Der unbekannte Krieg (Teil 1 von 2)

Hanns Graaf

Am 1. September 2024 jährt sich zum 85. Mal der Ausbruch des 2. Weltkriegs. Der Überfall der deutschen Wehrmacht auf Polen weitete sich bald zum Weltkrieg aus, der mehr als 55 Mill. Tote fordern und viele Länder und Regionen verwüsten sollte. Doch: War der 1. September 1939 wirklich der Beginn des 2. Weltkrieges? War dieser Krieg ein Konflikt zwischen Diktatur(en) und Demokratie?

Jeder große Krieg hat seine Vorgeschichte. Schon der 1. Weltkrieg hatte sich mit mehreren Konflikten zwischen den imperialistischen Großmächten, z.B. der Marokko-Krise, und spätestens 1912 mit den Balkankriegen schon angekündigt. Auch vor dem 1. September 1939 gab es etliche Brandherde in der Welt. 1935 überfiel das faschistische Italien Abessinien, das heutige Äthiopien. Dieser Krieg war Teil des Projektes Mussolinis, Italien zur imperialistischen Großmacht zu entwickeln, die Nordafrika und den Mittelmeerraum beherrscht. Diese Ambitionen mussten zwangsläufig v.a. mit denen Großbritanniens kollidieren, was spätestens im September 1940 mit dem Angriff Italiens auf das britisch kontrollierte Ägypten auch der Fall war. 1937 erfolgte der Überfall Japans auf China. Dieser Krieg, der mit unerhörten Gräueln der japanischen Armee einherging, dauerte bis 1945. Bereits 1936 begann der Bürgerkrieg in Spanien, an dem mehrere Staaten direkt beteiligt waren. 1938 annektierte Deutschland das Sudetengebiet und kurz danach die Tschechische Republik. Obwohl es dabei nicht zu Kampfhandlungen kam, erfolgte die Besetzung nach Androhung militärischer Gewalt. Insofern ist der 1. September nicht der Beginn des 2. Weltkriegs, sondern eher der Tag der Ausweitung des Krieges zum Konflikt in Zentraleuropa und – ab 1940 – zum Krieg zwischen den imperialistischen Hauptmächten England/Frankreich und Deutschland.

Die Kriege imperialistischer Mächte (Deutschland, Italien, Japan) gegen halbkoloniale Länder (Polen, Äthiopien, China) stellen einen weiteren Aspekt des 2. Weltkrieges dar. Es ging um die Stellung der Großmächte in der imperialistischen Weltordnung. Von der Alternative, künftig nur einen untergeordneten, perspektivisch vielleicht sogar nur noch halbkolonialen Status zu haben oder aber ihre globale Macht in Extraprofite ummünzen können, wurde die aggressive Politik dieser Länder bestimmt. Die Zeit des vor-imperialistischen Kapitalismus, als der eigene nationale Markt als Operationsterrain des Kapitals oft noch ausreichte, war vorbei. Die „neue“ Aggressivität war also nicht (nur) Ausdruck des Größenwahns von Hitler, Mussolini oder der japanischen Generalität, sondern Ergebnis objektiver Umstände und Zwänge.

**Zu bearbeitende Aufgaben:**
a) Aktualisiere den Auszug zum Zweiten Weltkrieg, indem du ihn ab den Worten „Hanns Graaf“ bis einschließlich „Diktatur(en) und Demokratie?“ wiedergibst und dabei „Wehrmacht“ durch „Armee“ ersetzt.
b) Formatiere den Abschnitt der Datenzeilen, der bei der Zeile mit „sleeve. Keep to one point per instance.“ beginnt und bis zum Ende der Datenzeilen reicht, als JSON-Liste von Strings. Lege dabei einen String pro Zeile an und lass Leerzeilen weg.

**Ausgangsdaten:**
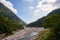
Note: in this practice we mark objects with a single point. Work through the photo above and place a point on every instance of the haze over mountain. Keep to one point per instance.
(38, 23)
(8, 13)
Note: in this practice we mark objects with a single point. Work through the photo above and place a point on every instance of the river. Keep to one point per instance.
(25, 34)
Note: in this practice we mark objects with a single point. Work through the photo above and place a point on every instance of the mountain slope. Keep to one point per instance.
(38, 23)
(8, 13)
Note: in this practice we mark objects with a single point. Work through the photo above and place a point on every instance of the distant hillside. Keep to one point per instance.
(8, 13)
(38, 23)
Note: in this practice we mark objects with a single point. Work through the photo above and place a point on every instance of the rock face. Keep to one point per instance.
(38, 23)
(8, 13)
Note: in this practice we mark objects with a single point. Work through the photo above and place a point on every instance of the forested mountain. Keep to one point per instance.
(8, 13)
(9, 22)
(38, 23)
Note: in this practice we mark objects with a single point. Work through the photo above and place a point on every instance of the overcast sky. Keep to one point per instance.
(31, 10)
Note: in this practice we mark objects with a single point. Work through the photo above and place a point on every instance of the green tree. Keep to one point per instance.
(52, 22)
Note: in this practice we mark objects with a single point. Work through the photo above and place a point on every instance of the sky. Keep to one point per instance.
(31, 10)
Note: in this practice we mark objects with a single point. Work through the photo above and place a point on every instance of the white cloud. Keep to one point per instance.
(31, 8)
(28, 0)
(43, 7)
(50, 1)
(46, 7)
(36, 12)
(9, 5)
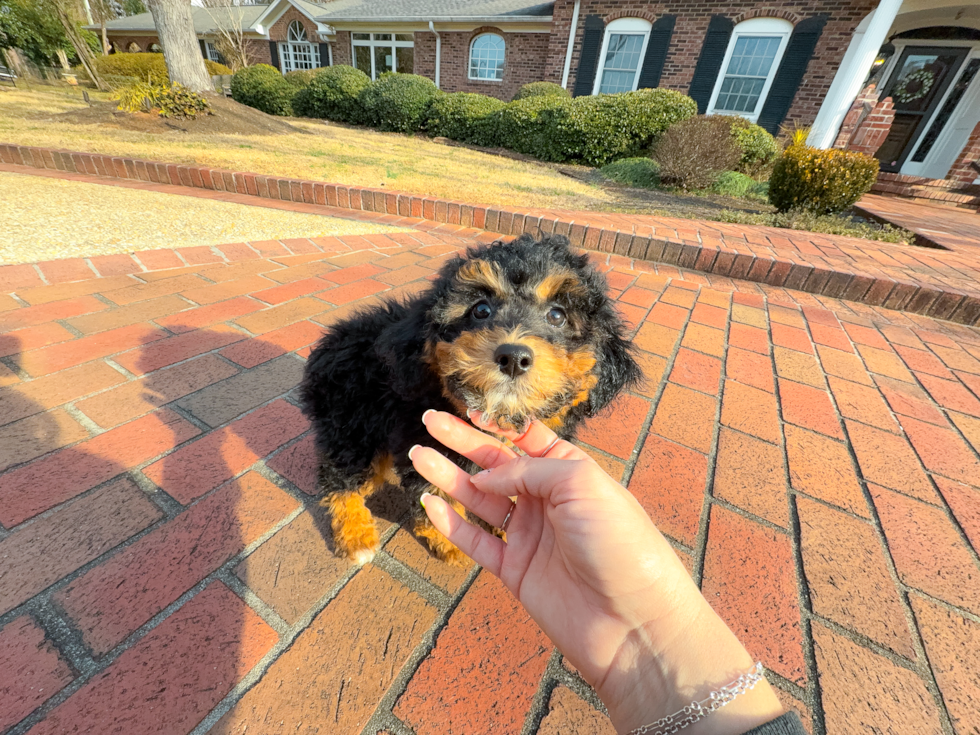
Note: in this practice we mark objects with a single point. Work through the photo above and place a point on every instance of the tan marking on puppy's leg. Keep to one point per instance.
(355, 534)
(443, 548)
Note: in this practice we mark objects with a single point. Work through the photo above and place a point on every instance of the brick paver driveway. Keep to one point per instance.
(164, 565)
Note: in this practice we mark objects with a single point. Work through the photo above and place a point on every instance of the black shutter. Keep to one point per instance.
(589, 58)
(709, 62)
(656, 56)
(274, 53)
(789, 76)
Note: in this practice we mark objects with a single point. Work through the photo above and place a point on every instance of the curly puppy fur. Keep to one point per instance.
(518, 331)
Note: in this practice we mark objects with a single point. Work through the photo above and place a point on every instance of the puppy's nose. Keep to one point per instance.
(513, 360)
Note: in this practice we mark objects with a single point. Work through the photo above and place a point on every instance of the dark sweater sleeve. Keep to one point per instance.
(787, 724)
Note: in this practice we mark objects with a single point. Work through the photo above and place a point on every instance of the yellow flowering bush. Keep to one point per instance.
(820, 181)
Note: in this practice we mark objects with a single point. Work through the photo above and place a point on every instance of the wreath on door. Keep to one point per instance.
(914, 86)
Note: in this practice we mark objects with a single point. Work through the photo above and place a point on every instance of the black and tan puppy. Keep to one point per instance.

**Lösungen je Aufgabe:**
a)
Hanns Graaf

Am 1. September 2024 jährt sich zum 85. Mal der Ausbruch des 2. Weltkriegs. Der Überfall der deutschen Armee auf Polen weitete sich bald zum Weltkrieg aus, der mehr als 55 Mill. Tote fordern und viele Länder und Regionen verwüsten sollte. Doch: War der 1. September 1939 wirklich der Beginn des 2. Weltkrieges? War dieser Krieg ein Konflikt zwischen Diktatur(en) und Demokratie?

b)
[
  "Note: in this practice we mark objects with a single point. Work through the photo above and place a point on every instance of the dark sweater sleeve. Keep to one point per instance.",
  "(787, 724)",
  "Note: in this practice we mark objects with a single point. Work through the photo above and place a point on every instance of the yellow flowering bush. Keep to one point per instance.",
  "(820, 181)",
  "Note: in this practice we mark objects with a single point. Work through the photo above and place a point on every instance of the wreath on door. Keep to one point per instance.",
  "(914, 86)",
  "Note: in this practice we mark objects with a single point. Work through the photo above and place a point on every instance of the black and tan puppy. Keep to one point per instance."
]